Pour mieux comprendre le cas de la CSF, nous portons notre regard sur l'histoire d'autres entreprises sous l'Occupation: Peugeot, sur cette page, mais aussi LMT et Philips, aux Pays-Bas. 

L'entrée en guerre de Peugeot Les premières années de l'Occupation  Le durcissement de 1943 Affrontements
Normalisation tardive




L'entrée en guerre de Peugeot

Le 1er septembre 1939, à la déclaration de guerre, La SAAP, Société Anonyme des Automobiles Peugeot, était une entreprise employant 15260 personnes, essentiellement dans la région de Sochaux. L'entreprise familiale Peugeot, fondée au début du XIXe siècle, s'était investie dans l'automobile en 1896, lorsqu'Armand Peugeot présidait aux destinées du groupe. Le neveu d'Armand, Robert est devenu ensuite le chef de famille et céda définitivement, en juillet 1941, la présidence à son fils Jean-Pierre qui avait commencé à exercer des responsabilités depuis 1928. Jean-Pierre sera donc aux yeux des autorités allemandes le représentant de la maison Peugeot1. D'emblée, on voit la première différence avec le groupe CSF: au sein de la SAAP, la famille Peugeot est détentrice à la fois du pouvoir financier et du pouvoir économique.
•••••
> **Exercices à traiter**:
1. D'après le texte sur Peugeot :
(a) Quelles autres entreprises, en plus de Peugeot, sont étudiées ?
(b) Combien de personnes la SAAP employait-elle à la déclaration de guerre ?
(c) À qui Robert céda-t-il la présidence en juillet 1941 ?
2. Pouvez-vous résumer plus brièvement le paragraphe du texte sur Peugeot qui commence par « Le 1er septembre 1939 », en gardant ses faits essentiels ?
3. Dans le texte sur Peugeot, recopiez le passage allant de "Le 1er septembre" à "du pouvoir économique." en renommant "SAAP" en "Société Peugeot".
Les enregistrements qui suivent n'ont aucun rapport avec le texte.

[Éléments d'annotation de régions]
•••••
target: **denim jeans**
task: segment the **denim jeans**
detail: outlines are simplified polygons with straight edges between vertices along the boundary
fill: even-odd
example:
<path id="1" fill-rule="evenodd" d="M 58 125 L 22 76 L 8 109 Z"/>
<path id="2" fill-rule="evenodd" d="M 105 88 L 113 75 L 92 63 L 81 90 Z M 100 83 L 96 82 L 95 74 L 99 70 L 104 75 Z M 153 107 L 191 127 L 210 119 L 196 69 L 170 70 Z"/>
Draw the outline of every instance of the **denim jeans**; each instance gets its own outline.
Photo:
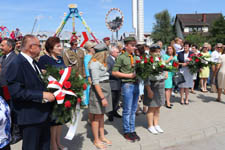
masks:
<path id="1" fill-rule="evenodd" d="M 123 130 L 135 132 L 135 113 L 138 106 L 139 84 L 123 83 Z"/>

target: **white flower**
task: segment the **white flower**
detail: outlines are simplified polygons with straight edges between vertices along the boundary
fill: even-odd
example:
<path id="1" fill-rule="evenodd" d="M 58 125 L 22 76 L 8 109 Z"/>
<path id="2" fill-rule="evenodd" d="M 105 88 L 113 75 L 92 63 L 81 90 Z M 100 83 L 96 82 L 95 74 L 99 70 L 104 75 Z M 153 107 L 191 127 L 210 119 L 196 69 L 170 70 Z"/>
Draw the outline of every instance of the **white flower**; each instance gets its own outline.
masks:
•••••
> **Corrigés par exercice**:
1.
(a) LMT et Philips.
(b) 15 260 personnes.
(c) À son fils Jean-Pierre.

2. Au 1er septembre 1939, la SAAP (Société Anonyme des Automobiles Peugeot) employait 15 260 personnes, surtout dans la région de Sochaux. Cette entreprise familiale avait été fondée au début du XIXe siècle. Elle s'était lancée dans l'automobile en 1896, sous la direction d'Armand Peugeot. Robert, neveu d'Armand, devint ensuite chef de famille. En juillet 1941, il céda la présidence à son fils Jean-Pierre, qui exerçait des responsabilités depuis 1928 et représentait la maison Peugeot auprès des autorités allemandes. À la différence de la CSF, la famille Peugeot détenait à la fois le pouvoir financier et le pouvoir économique.

3.
Le 1er septembre 1939, à la déclaration de guerre, La Société Peugeot, Société Anonyme des Automobiles Peugeot, était une entreprise employant 15260 personnes, essentiellement dans la région de Sochaux. L'entreprise familiale Peugeot, fondée au début du XIXe siècle, s'était investie dans l'automobile en 1896, lorsqu'Armand Peugeot présidait aux destinées du groupe. Le neveu d'Armand, Robert est devenu ensuite le chef de famille et céda définitivement, en juillet 1941, la présidence à son fils Jean-Pierre qui avait commencé à exercer des responsabilités depuis 1928. Jean-Pierre sera donc aux yeux des autorités allemandes le représentant de la maison Peugeot1. D'emblée, on voit la première différence avec le groupe CSF: au sein de la Société Peugeot, la famille Peugeot est détentrice à la fois du pouvoir financier et du pouvoir économique.